→ **Work instructions**:
1 – Do these statements agree with the post about life as a stay-home mum? (a) The writer regrets leaving work. (b) The writer says finances would be more strained than if the writer had returned to work. (c) The writer's husband is out at work. Answer yes or no for each, quoting the words of the post that decide it.
2 – Carry the post about life as a stay-home mum further, picking up after its final sentence.

While it takes a fellow stay home Mum to identify with a typical day of mine, it’s a 24/7 responsibility, with much forward planning to do and little down time for reflection and self improvement. Anything and everything falls under the scope of a stay home Mum. 🤣

Tired and never ending, it seems. Yes. It is a fact, tried and tested, everyday. Ha! Then you must be thinking that I’m insane or living in some form of a false sense of happiness to be a SAHM.

But, since the day I threw in the letter, I’ve never looked back in regret (though I absolutely love what I used to do, and still do) for this decision because of the family and children. They are never a hindrance, never to be sidelined just so that I may accomplish my dreams. And they are so precious that it would be quite impossible to do so.

What makes me happy is seeing the home personally cared for, boys’ needs personally looked into, meals being personally prepared, and having the ease of knowing that it is for the best interests for the family.

Of course finances would be more of a strain than if I had returned to work, and I’d have more opportunities to dress up and look (more) presentable, and have a social life…, the list goes on. However, connecting with the family has become priority, giving quality care is of utmost importance and nurturing the boys to be great men of worthy character is crucial. With all these, I would want to continue to be present in the home while I can, to be the best mum for my boys and the anchor at home to care for the nitty gritty when my Husband is out at work. This is my calling for now and I gladly take it on each day, rain or shine, sick or not. MCs don’t really apply to mums, do they? 😅

So, heck the remarks, and cheers to another fulfilling day tomorrow!

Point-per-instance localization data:
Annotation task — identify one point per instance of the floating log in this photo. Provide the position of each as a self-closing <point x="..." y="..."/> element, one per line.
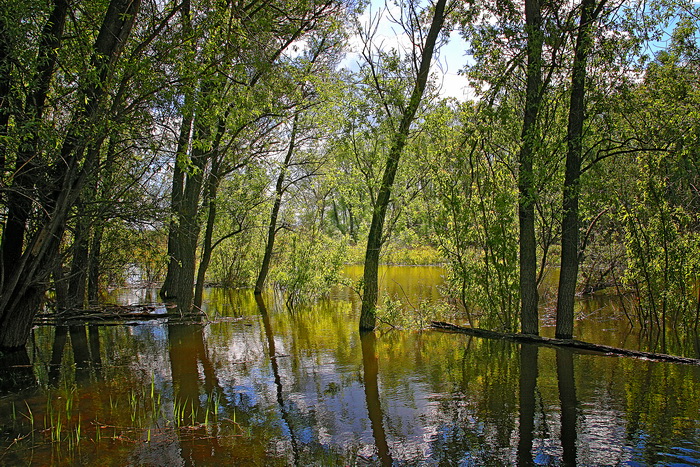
<point x="112" y="313"/>
<point x="568" y="343"/>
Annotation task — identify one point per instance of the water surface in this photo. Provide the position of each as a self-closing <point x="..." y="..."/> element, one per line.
<point x="256" y="384"/>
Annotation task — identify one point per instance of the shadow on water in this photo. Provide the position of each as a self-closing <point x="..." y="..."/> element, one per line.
<point x="17" y="372"/>
<point x="85" y="347"/>
<point x="370" y="365"/>
<point x="567" y="399"/>
<point x="527" y="386"/>
<point x="276" y="373"/>
<point x="303" y="388"/>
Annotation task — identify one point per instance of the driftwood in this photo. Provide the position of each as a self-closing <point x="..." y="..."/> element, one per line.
<point x="113" y="313"/>
<point x="568" y="343"/>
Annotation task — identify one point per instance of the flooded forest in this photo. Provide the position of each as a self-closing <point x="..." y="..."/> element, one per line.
<point x="349" y="232"/>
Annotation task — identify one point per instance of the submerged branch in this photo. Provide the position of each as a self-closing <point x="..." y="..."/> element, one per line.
<point x="568" y="343"/>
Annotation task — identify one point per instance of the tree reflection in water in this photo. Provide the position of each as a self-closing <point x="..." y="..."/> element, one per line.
<point x="370" y="364"/>
<point x="528" y="385"/>
<point x="276" y="373"/>
<point x="567" y="398"/>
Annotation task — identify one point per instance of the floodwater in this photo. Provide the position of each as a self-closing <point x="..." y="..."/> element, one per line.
<point x="256" y="384"/>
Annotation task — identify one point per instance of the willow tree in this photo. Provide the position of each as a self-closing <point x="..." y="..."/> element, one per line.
<point x="570" y="222"/>
<point x="529" y="323"/>
<point x="241" y="54"/>
<point x="422" y="55"/>
<point x="68" y="165"/>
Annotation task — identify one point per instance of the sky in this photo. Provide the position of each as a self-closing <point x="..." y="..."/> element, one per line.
<point x="450" y="59"/>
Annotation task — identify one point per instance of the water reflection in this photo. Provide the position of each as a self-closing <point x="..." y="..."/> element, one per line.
<point x="304" y="388"/>
<point x="276" y="373"/>
<point x="85" y="347"/>
<point x="370" y="365"/>
<point x="528" y="385"/>
<point x="567" y="398"/>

→ **Answers in order**:
1 –
(a) No: "I’ve never looked back in regret"
(b) Yes: "Of course finances would be more of a strain than if I had returned to work"
(c) Yes: "when my Husband is out at work"

2 –
Water challenge!

Water challenge!

My boys have not been drinking much water lately and I’ve been wrecking my brains on how to motivate them. So there came the water challenge… not against each other, but to see if they can hit their daily ‘five half cups’ (700ml) of water, while I hit my daily ‘five full bottles’ (2.5litres) of water.

With each half cup/full cup drunk, we would be awarded 1 smiley sticker on our lids. By the end of the day, we would count the number of stickers on the lids and transfer it to a piece of paper where it is tallied and to be displayed as encouragement to hit our daily intake the following day.

Yes, upkeeping any discipline is tough initially. Hope this will gradually instil the importance of drinking water throughout the day with some element of fun. 😉

What are your methods of encouraging children to drink water?

Milestones are not just for children…

Milestones are not just for children…

Being a SAHM means I might be able to witness more milestones achieved firsthand. This is probably the biggest reward for my extended time at home.

J2 has been with me 24/7 since the day he was born, and having seen the developments and growth stages he has went through so far never fails to amaze me at how much God is working in his life.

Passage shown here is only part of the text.